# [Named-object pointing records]

◆ ◆ ◆ ◆

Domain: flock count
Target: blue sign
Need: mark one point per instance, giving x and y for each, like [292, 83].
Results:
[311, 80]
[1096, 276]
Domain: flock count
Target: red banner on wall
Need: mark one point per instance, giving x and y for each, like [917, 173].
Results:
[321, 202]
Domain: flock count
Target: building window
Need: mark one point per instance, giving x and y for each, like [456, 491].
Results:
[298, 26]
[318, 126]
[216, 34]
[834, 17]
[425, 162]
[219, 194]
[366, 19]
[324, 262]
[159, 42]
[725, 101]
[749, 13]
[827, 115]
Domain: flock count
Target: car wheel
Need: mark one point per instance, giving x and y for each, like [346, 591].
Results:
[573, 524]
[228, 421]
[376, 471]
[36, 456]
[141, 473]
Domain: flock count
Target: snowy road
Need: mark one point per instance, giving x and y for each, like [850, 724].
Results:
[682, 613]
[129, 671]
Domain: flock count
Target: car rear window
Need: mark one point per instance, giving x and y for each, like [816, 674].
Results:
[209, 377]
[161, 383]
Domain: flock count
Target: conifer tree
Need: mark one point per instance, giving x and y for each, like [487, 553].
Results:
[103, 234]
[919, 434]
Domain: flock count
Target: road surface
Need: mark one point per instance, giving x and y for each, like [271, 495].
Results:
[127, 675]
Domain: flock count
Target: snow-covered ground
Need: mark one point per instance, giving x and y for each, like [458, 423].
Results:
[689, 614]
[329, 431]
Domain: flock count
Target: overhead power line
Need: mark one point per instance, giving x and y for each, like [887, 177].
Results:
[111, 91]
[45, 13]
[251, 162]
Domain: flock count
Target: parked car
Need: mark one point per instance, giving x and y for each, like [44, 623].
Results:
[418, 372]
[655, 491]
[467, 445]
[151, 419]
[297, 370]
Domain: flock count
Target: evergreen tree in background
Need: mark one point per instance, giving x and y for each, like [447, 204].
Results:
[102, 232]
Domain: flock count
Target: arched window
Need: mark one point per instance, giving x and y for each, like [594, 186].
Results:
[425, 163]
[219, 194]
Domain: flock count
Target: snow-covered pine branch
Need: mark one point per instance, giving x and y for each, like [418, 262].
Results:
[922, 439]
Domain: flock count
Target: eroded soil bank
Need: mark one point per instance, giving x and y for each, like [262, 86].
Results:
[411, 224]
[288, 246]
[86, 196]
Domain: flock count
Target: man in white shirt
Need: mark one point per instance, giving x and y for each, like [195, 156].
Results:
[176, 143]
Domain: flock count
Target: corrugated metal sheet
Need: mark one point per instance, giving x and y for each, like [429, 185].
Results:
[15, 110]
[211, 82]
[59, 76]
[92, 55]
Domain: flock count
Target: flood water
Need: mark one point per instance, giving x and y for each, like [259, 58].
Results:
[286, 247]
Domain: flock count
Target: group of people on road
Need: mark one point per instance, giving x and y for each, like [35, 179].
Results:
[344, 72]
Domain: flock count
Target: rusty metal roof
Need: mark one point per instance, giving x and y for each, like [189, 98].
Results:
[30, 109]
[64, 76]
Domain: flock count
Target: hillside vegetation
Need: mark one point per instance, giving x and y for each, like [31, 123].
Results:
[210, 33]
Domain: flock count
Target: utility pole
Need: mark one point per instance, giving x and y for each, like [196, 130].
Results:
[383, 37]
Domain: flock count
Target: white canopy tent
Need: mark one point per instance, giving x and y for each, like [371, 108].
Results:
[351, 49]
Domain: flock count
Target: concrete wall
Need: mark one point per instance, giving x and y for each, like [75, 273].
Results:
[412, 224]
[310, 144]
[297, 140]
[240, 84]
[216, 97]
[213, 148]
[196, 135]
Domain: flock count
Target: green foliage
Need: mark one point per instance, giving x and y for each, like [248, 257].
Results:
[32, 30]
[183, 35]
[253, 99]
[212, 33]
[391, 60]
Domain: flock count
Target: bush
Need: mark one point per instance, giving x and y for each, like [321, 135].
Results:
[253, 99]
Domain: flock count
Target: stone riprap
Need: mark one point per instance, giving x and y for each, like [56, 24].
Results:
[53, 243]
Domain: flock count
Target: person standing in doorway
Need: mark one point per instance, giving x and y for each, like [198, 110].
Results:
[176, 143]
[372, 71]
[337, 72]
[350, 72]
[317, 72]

◆ ◆ ◆ ◆

# [Exercise objective]
Copy all the records above precisely.

# [Final result]
Domain: flock count
Target: blue sign
Need: mark one point per instance, giving x and y for each, like [292, 83].
Results:
[311, 80]
[1096, 276]
Domain: flock count
Target: red banner on wall
Need: mark one point per instance, giving x and y for each, like [917, 173].
Results:
[321, 202]
Domain: flock count
Target: building window
Need: mark one point per instance, giving x and y for each, like [456, 491].
Results:
[298, 26]
[318, 126]
[216, 34]
[834, 17]
[425, 162]
[219, 194]
[366, 19]
[324, 262]
[159, 42]
[725, 101]
[749, 13]
[827, 115]
Domain: flock count
Target: car wheel
Need: mark one point per instance, giving x and y for each, like [346, 591].
Results:
[573, 524]
[228, 421]
[376, 471]
[36, 456]
[141, 473]
Domain: flock count
Target: snowy road
Need: mark one point per instance, giving x and y for each, like [850, 724].
Results:
[682, 613]
[129, 671]
Domain: flock count
Target: car rear window
Need: mark one point per instance, giving x and y for each, like [816, 674].
Results:
[209, 377]
[161, 383]
Domain: flock count
Target: conifer tree
Need: mark one point per instance, giving x and y for each, like [487, 553].
Results:
[103, 234]
[919, 434]
Domain: flock count
Target: road surface
Need: mark one point per instance, giving x and y for each, like [271, 495].
Results:
[127, 675]
Domain: flock count
Target: snow-covered ground
Need: mark one point per instance, giving x and y for each, like [458, 423].
Results:
[689, 614]
[329, 431]
Domain: flock count
Target: overhead power line
Need: mark one point per instance, giving x and y for each, like [887, 177].
Results:
[111, 91]
[45, 13]
[251, 162]
Domain: flock count
Target: parked car
Need: mark one point per instance, giving x and y for each, like [44, 623].
Results:
[418, 372]
[655, 491]
[467, 445]
[151, 419]
[297, 370]
Domain: flock count
Target: evergreen tree in background
Need: mark one point per instance, giving x and y for each, like [447, 204].
Results:
[102, 232]
Domain: flock count
Target: arched window
Need: mark one point per instance, giving x and y for each, like [594, 186].
Results:
[425, 163]
[219, 194]
Domain: flock count
Target: snow-covered pine branch
Need: mark one point per instance, giving x and y for each, like [418, 262].
Results:
[922, 439]
Domain: flock count
Target: eroded soil bank
Need: mark one point per instance, giving x and y for each, like [262, 86].
Results:
[411, 224]
[288, 246]
[86, 196]
Domain: flock count
Target: man in white shirt
Need: mark one point per instance, giving x and y for each, like [195, 156].
Results:
[176, 143]
Domain: flock count
Target: corrugated metal sheet
Need: mark one point per instance, giving x and y for each, like [429, 185].
Results:
[15, 110]
[211, 82]
[59, 76]
[92, 55]
Domain: flock count
Target: flood water
Need: mark one point per instance, giving x and y for each, like [259, 58].
Results:
[286, 247]
Domain: flock count
Target: group of people on road
Need: mark one point per instance, giving x and y for each, like [35, 179].
Results:
[344, 72]
Domain: flock count
Target: rusty metal roof
Need: mark one point per instance, giving x and y for each, like [189, 98].
Results:
[30, 109]
[64, 76]
Domain: flock count
Target: hillside vegetation
Need: mark one point per instance, giving x and y for each, like [31, 123].
Results:
[210, 33]
Domain: flock count
Target: utility pole
Need: mark one point per instance, giving x and y for each, like [196, 130].
Results:
[383, 37]
Domain: flock count
Target: white canopy tent
Need: mark one point per instance, giving x and y for each, like [371, 108].
Results:
[351, 49]
Domain: flock count
Target: concrete wall
Need: mark one point per instance, giving x and y for each, like [75, 273].
Results:
[412, 224]
[310, 144]
[297, 140]
[240, 84]
[216, 97]
[213, 148]
[196, 135]
Domain: flock count
Target: green foliage
Need: mark one point per instance, giving x and y for each, like [248, 257].
Results:
[32, 30]
[183, 35]
[253, 99]
[212, 33]
[391, 60]
Domain: flock count
Target: bush
Need: mark one point per instance, giving x and y for each, like [321, 135].
Results:
[253, 99]
Domain: flock count
Target: stone riprap
Need: mark one point per instance, giving x and y for each, like [56, 24].
Results:
[53, 243]
Domain: flock count
Target: person standing in doorway
Need: mark one point per instance, giving x and y for each, like [198, 110].
Results:
[176, 143]
[372, 71]
[337, 72]
[350, 72]
[317, 72]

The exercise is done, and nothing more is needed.